March 31st, 2008 at 3:10 pm
I believe the C.I.A. needs to go google itself.
March 31st, 2008 at 3:15 pm
LOL concerned. Then we’d have to taser them for seeking the truthing. Hmmm…sounds like a plan,lol.
March 31st, 2008 at 3:53 pm
High-tech gear disables car if borrower misses payment By Chris Woodyard, USA TODAY
Mon Mar 31, 7:25 AM ET
MURRIETA, Calif. – When the light starts to flash, you had better have the cash.
That’s the reality for millions of subprime borrowers whose used car purchase is contingent upon having an unusual option: a little box mounted underneath the dashboard that forces them to make their payments on time.
A light on the plastic box flashes when a payment is due. If the payment isn’t made and the resulting code punched in to reset the box, the vehicle won’t start. The next step is a visit from the repo man.
As tighter credit crunches consumers, it seems business can only get better for Sekurus, a company based in this suburb east of Los Angeles. It’s among several companies that market such devices.
“We’re just starting to see that,” says Sekurus CEO Mike Simon, as the potential market of an estimated 7 million subprime auto borrowers continues to swell.
The device helps stave off default, a growing problem. Car and truck repos this year are predicted to hit the highest level in at least a decade, according to Manheim, a wholesale auto-auction service.
As more dealers look for ways to protect themselves, Simon says privately held Sekurus has grown at a 30% clip in recent years. Revenue goal this year: $20 million.
A forerunner company to Sekurus was founded in 1995 to sell anti-theft devices for cars based on radio-frequency identification, or RFID, technology. But within a couple of years, lenders had another idea: Could engineers come up with a device to force car buyers to pay up on time?
Sekurus was founded in 1999 and started selling On Time, as the device is called. It has sold 250,000 at up to $250 each. Most are bought by finance companies or dealers who cater to the most troubled car buyers, those who need basic transportation yet have checkered credit histories.
The box’s LED light starts blinking when a payment is nearly due. On deadline day, the unit not only blinks, but beeps. Motorists find it so annoying that it drives “them absolutely nuts,” Simon says.
When the customer makes the payment, the lender gives them a six-digit code to enter into the box.
The device lowers default rates for subprime auto loan borrowers that typically run about 30% to about 5%, according to Simon. When default rates fall, lenders feel more secure offering financing for more valuable cars to high-risk customers. By forcing buyers to pay on time, the device also rebuilds their credit record.
Car dealers say most customers aren’t thrilled to punch in a code with every payment but grow accustomed to the device.
“We’ve used it as a tool to keep the repo rates down,” says Jeff Hamilton, partner in the family-owned Hamilton Classic Cars in Chester, Va. “We don’t have to go after them as much.” Most of his customers are required to make payments twice a month, and often wait until the last day, “when it starts beeping at them.”

= RECORDS PROVIDED =
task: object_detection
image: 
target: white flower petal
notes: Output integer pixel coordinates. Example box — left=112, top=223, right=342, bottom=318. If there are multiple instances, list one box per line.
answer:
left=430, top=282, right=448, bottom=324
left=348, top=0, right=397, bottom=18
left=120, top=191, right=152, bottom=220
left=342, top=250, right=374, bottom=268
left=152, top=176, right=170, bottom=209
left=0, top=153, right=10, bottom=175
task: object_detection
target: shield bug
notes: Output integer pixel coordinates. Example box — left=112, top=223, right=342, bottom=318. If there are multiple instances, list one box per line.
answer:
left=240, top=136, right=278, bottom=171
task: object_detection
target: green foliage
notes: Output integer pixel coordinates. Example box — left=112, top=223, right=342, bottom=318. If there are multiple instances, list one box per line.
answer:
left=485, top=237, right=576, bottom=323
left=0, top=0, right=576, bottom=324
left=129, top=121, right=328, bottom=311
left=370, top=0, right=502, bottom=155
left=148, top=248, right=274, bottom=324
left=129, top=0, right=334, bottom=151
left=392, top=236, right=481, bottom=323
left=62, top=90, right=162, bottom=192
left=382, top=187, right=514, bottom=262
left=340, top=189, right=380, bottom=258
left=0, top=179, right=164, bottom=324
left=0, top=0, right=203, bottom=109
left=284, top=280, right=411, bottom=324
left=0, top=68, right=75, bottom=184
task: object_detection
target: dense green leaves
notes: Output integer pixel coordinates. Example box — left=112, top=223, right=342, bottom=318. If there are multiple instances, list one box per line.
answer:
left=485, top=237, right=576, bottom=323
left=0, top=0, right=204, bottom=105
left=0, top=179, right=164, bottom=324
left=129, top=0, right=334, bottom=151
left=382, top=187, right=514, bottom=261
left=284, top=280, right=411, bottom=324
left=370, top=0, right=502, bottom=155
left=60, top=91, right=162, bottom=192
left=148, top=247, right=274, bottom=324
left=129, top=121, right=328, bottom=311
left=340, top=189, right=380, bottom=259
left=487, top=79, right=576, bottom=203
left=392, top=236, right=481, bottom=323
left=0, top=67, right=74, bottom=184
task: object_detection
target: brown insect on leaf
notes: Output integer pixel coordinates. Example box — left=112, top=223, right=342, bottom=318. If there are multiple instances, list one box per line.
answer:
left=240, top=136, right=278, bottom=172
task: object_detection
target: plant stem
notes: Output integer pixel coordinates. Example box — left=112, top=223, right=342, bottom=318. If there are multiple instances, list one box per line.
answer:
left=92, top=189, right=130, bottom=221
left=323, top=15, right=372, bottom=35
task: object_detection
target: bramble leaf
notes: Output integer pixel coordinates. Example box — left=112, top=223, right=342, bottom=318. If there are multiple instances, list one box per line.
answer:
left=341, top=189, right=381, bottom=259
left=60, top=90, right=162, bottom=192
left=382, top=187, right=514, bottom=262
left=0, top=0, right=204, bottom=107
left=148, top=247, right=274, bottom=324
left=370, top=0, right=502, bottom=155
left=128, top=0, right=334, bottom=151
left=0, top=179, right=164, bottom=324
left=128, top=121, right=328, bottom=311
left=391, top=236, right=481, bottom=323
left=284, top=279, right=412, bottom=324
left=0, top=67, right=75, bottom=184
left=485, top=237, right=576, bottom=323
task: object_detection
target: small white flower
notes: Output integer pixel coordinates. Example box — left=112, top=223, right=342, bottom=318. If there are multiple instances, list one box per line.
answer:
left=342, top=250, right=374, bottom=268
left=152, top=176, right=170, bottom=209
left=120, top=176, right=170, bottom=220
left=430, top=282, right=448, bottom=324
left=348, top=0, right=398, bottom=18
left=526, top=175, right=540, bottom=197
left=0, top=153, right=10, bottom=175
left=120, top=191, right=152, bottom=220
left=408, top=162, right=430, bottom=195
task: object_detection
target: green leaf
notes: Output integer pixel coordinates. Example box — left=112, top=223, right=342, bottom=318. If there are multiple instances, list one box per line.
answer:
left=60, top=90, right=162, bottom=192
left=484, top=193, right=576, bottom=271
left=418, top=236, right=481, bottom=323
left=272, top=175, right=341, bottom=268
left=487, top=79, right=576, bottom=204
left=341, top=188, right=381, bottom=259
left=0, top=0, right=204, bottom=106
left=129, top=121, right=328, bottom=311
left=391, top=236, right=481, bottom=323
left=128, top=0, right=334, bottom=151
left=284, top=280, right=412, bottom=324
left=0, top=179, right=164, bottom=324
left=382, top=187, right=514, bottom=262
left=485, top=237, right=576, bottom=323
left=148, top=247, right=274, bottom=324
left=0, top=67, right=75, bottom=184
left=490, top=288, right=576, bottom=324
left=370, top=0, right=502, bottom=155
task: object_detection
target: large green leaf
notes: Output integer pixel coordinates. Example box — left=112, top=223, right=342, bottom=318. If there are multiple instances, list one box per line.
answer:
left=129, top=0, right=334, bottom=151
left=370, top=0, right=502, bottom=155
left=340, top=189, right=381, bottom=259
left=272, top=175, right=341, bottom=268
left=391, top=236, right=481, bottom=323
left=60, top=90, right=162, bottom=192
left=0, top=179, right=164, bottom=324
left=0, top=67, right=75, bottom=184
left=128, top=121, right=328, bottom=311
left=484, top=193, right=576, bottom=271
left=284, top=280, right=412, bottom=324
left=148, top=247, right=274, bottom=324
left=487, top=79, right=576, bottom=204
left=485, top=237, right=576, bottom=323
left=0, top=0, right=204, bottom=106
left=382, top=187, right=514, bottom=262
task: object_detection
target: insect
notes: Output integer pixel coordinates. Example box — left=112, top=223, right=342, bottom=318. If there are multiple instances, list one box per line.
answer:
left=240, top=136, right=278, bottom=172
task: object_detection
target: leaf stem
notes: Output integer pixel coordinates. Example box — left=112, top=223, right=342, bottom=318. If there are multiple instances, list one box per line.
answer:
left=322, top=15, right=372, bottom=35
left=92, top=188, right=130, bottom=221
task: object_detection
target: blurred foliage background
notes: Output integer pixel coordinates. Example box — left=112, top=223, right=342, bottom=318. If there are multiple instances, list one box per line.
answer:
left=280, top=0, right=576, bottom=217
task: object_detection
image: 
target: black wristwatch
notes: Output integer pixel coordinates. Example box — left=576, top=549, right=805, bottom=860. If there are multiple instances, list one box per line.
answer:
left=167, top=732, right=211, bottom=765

= SET TASKS =
**a.** According to the car-payment article, what is the highest price at which Sekurus has sold each On Time device?
**b.** Please gather every line of the listing that contains the string "leaf".

= FINAL RESULTS =
**a.** Up to $250 each.

**b.**
target: brown insect on leaf
target: bramble leaf
target: green leaf
target: large green leaf
target: leaf stem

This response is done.